> [Task objective]
Would you please transcribe the records below from the line with "171 113 L 178" through their final line, exactly and with no other lines?
========================
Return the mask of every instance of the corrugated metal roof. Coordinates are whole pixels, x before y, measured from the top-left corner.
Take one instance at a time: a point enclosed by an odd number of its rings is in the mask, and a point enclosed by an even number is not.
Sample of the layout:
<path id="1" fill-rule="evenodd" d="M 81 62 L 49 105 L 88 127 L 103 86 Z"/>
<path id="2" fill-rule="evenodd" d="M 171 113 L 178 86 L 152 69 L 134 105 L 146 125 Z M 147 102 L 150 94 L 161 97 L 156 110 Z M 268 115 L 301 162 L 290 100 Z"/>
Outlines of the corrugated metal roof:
========================
> [Written solution]
<path id="2" fill-rule="evenodd" d="M 171 113 L 178 86 L 152 69 L 134 105 L 146 125 Z M 147 102 L 150 94 L 161 97 L 156 110 Z M 268 115 L 301 162 L 290 100 Z"/>
Outlines of the corrugated metal roof:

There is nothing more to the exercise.